- WORK TO COMPLETE -
Copy out every one of the rows below exactly as they stand.

(Entries from an annotation dataset)
>> begin
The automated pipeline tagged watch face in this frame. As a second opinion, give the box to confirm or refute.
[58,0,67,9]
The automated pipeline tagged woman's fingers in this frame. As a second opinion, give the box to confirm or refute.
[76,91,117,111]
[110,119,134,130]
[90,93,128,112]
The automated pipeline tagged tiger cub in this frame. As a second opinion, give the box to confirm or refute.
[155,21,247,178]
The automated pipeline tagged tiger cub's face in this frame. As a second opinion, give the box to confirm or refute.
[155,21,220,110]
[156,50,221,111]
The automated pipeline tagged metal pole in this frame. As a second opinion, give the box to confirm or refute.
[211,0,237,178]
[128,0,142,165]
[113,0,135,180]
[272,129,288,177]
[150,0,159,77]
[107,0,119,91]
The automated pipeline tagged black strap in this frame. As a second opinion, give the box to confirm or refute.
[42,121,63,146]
>> end
- RESULT -
The automated pipeline tagged watch face in this frame. As a second opinion, give the box to confirm or refute.
[58,0,67,9]
The automated pipeline tagged woman's fingers in this frame. As a second opinion, give the box to confirm or refute.
[76,91,117,111]
[110,119,134,130]
[90,93,128,112]
The automated pipeline tagged tiger cub in this frame. As a second opinion, give the box to confirm or refute.
[155,21,247,178]
The automated pipeline tagged tiger cub's face in this frame. As a second opinion, give the box to confirm or refute.
[155,21,220,110]
[156,50,221,111]
The automated pipeline tagged metal pole in this frame. As a second opinion, give the box to confirm or refute.
[211,0,237,178]
[128,0,142,165]
[113,0,135,180]
[272,129,288,177]
[150,0,159,77]
[107,0,119,91]
The automated pipeline tagged black strap in this frame. As a second opinion, give the box to confirm or refute.
[42,121,63,146]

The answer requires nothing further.